_Job_
Could you reproduce all of the material below with every "Kindly" replaced by "Please" and everything else unchanged, leaving out the pictures?

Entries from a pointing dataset
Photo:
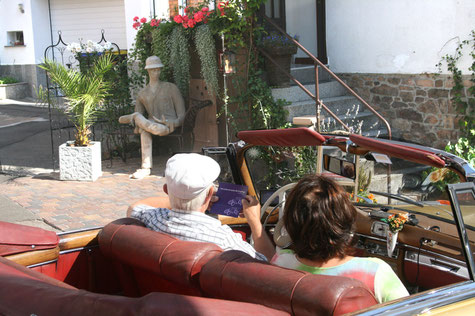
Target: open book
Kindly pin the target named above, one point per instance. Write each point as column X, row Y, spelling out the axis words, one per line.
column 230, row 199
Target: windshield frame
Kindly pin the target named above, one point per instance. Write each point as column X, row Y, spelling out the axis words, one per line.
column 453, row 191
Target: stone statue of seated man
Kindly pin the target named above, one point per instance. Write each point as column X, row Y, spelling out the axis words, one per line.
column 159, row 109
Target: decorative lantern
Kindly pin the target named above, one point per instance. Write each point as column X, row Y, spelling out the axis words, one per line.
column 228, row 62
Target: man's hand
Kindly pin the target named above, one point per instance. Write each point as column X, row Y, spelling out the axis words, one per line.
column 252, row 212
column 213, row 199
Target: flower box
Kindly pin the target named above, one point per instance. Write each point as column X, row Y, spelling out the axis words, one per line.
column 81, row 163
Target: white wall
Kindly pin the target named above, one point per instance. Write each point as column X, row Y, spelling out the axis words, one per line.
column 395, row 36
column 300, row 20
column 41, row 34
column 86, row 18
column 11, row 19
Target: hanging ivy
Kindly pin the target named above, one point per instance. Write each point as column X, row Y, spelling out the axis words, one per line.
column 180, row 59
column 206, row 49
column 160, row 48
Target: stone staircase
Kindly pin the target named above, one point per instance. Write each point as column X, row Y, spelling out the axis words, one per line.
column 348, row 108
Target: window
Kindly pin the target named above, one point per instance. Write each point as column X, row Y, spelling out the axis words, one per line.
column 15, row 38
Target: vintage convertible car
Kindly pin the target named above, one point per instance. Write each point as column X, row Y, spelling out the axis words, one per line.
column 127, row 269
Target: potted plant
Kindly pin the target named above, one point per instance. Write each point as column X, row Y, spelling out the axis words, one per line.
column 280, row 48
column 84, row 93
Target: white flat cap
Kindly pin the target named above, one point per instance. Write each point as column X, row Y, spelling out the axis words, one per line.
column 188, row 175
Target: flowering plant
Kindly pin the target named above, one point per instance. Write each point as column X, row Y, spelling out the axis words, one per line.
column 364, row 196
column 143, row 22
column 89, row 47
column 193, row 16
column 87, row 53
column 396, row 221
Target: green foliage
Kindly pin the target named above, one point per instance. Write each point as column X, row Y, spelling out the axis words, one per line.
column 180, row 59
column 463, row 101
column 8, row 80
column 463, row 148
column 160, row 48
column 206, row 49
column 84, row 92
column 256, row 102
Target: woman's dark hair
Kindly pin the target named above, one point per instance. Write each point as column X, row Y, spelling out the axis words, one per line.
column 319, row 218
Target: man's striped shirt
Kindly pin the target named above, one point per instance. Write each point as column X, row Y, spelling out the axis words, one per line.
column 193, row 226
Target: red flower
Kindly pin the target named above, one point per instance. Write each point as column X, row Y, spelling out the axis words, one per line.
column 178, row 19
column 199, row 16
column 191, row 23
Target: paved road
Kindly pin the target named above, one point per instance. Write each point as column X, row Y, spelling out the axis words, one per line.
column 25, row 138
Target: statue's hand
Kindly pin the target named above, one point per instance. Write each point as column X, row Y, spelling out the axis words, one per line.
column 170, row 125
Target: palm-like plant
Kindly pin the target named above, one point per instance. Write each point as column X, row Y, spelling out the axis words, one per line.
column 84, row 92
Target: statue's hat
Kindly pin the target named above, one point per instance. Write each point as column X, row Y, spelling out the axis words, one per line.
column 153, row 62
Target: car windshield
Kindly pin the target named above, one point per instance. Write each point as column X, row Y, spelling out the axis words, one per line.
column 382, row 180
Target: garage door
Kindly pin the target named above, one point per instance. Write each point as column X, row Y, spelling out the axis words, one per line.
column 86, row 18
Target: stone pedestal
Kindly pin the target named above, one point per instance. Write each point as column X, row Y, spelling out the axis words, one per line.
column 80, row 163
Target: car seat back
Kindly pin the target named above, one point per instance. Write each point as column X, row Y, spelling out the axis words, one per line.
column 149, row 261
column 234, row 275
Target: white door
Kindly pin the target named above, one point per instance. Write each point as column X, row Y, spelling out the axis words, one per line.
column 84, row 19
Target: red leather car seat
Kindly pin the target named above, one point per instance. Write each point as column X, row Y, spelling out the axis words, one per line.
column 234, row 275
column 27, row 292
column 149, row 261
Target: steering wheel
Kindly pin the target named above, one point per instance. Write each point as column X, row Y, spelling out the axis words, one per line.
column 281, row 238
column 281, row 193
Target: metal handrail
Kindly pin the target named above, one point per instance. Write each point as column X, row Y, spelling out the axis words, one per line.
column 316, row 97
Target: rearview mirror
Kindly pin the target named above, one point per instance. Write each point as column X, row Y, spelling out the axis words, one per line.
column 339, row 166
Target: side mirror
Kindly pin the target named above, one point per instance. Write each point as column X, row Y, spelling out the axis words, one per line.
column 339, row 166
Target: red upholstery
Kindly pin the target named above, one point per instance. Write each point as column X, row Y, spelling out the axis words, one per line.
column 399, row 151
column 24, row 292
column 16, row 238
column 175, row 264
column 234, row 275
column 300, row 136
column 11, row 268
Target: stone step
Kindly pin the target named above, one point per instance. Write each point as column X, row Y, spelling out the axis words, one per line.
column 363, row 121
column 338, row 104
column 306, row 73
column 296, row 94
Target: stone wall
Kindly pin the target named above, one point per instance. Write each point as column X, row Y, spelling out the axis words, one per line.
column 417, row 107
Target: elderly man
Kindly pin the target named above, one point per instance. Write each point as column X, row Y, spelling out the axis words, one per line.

_Result of this task_
Photo:
Target: open book
Please pin the target named above, one point per instance. Write each point as column X, row Y, spelling out the axis words, one per line.
column 230, row 199
Target: windshield frame
Please pin the target named above, one point per instance. Write each point as column X, row Y, spelling out the axis words, one per line.
column 453, row 191
Target: stone statue of seated man
Please pin the target named above, one point per instance. Write each point as column X, row Y, spelling out the axis words, one per line.
column 159, row 109
Target: decorative lantern
Please pin the target named above, one point per instance. Write each point as column X, row Y, spelling out the axis words, one per line.
column 228, row 62
Target: man's hand
Please pin the target named above, one point per instance. Write each point as column X, row Y, spelling out the axis words, one per line.
column 252, row 212
column 213, row 199
Target: flower box
Please pin the target named above, one point per instance. Write each point as column X, row Y, spelling out the axis words, one per line.
column 81, row 163
Target: white wall
Please pin the target named above, one point per instance. Write each point as column X, row Y, spelling out the axis words, one per line.
column 395, row 36
column 300, row 20
column 41, row 34
column 86, row 18
column 11, row 19
Target: hanging ivy
Please pin the target named above, one point per instance. Write each point as column X, row Y, spelling out the axis words, one per line.
column 180, row 59
column 206, row 49
column 160, row 48
Target: stone staircase
Please pin the target named above, one point per instance. Write each point as column X, row Y, spelling out the axis words, one per line.
column 348, row 108
Target: window
Please pin the target named above, one point per instance. Write each point as column X, row Y, spelling out the axis words, one per line.
column 15, row 38
Target: vintage convertible car
Please pin the target named above, one point per instance. Write each point as column X, row Y, spelling out the axis words, one per line.
column 127, row 269
Target: potted plant
Please pin the target named above, one point per instance. Write each point as column X, row Y, spelling out the axis words, one per line.
column 280, row 48
column 84, row 93
Target: white flat cap
Please pin the target named above, one point per instance. Write each point as column X, row Y, spelling out the axis words, one per line.
column 188, row 175
Target: flowering plant
Please pin the target named above, one point per instance. Write each point as column X, row Y, spelling out the axis words, one per line.
column 364, row 196
column 143, row 22
column 89, row 47
column 193, row 16
column 87, row 53
column 396, row 221
Target: green foliage
Please pin the target named above, one point per instance. Write each point as column X, row Y, spelling out the axis words, one per line.
column 180, row 59
column 463, row 101
column 8, row 80
column 463, row 148
column 160, row 48
column 206, row 49
column 84, row 92
column 256, row 102
Target: woman's dark hair
Please pin the target named above, one point per instance. Write each point as column X, row Y, spelling out the axis words, one per line.
column 319, row 218
Target: man's striped shirt
Please pin the target named above, one point per instance. Write each point as column X, row Y, spelling out the axis words, one per line.
column 193, row 226
Target: red flower
Please pin the target named above, one point per instance. Write each point as column X, row Y, spelling out the axis words, one per line.
column 178, row 19
column 199, row 16
column 191, row 23
Target: paved road
Please pin the target named above, one point per instance. Write each point as column X, row Y, spelling out the axis words, one per line.
column 25, row 138
Target: statue's hand
Please pin the target named above, one point per instance. Write each point as column X, row Y, spelling out the axis words, one per line.
column 170, row 125
Target: palm-like plant
Please pin the target named above, one point per instance. Write each point as column X, row Y, spelling out the axis words, one per line.
column 84, row 92
Target: statue's hat
Please pin the target named above, one point per instance. Write each point as column X, row Y, spelling out the axis words, one per line.
column 153, row 62
Target: car windshield
Please pin the target named above, one point per instance. Write each point as column X, row Y, spelling out the axis words, one per line.
column 382, row 180
Target: garage door
Please pin the target named above, one point per instance. Write each point as column X, row Y, spelling out the axis words, one per line.
column 86, row 18
Target: stone pedestal
Please pin the target named above, one point per instance. Write each point as column X, row Y, spelling out the axis words, one per line.
column 80, row 163
Target: car seat back
Please pin the target named above, one point per instance. Write each point as column X, row Y, spelling out the axis words, one per line.
column 149, row 261
column 234, row 275
Target: white door
Please pin the target named above, one point per instance. Write each point as column X, row Y, spelling out the axis words, one per line.
column 84, row 19
Target: red leather car seat
Please pin the target named above, one point per instance. Write each point as column X, row Y, spelling out the axis words, one per line.
column 234, row 275
column 27, row 292
column 149, row 261
Target: steering wheel
Please pin the target named above, one point per instance. Write each point as column X, row Y, spelling out the axis words, one per line.
column 281, row 238
column 281, row 193
Target: metal handrail
Please pin the target named above, one point per instance. Write each point as column X, row Y, spelling out the axis words, one per line.
column 316, row 97
Target: rearview mirror
Please pin the target named above, one point per instance. Write each point as column X, row Y, spelling out the axis words, one per line.
column 339, row 166
Target: side mirror
Please pin the target named above, one point per instance. Write each point as column X, row Y, spelling out the axis words, one per line.
column 339, row 166
Target: red upholstery
Please pin the target named above, one point per instance. Write each point as column X, row Y, spelling out the axis words, one per line.
column 399, row 151
column 24, row 292
column 16, row 238
column 175, row 264
column 234, row 275
column 300, row 136
column 11, row 268
Target: stone step
Please pin the target named above, one point per instance. Write each point as column X, row Y, spelling out the axis words, one per line.
column 363, row 121
column 338, row 104
column 306, row 73
column 296, row 94
Target: stone wall
Please pin the target named above, one point per instance. Write each point as column X, row Y, spelling out the axis words, one per line.
column 417, row 107
Target: elderly man
Please pin the target named above, one point per instance. Write each point as column X, row Y, spelling out the axis words, one per line.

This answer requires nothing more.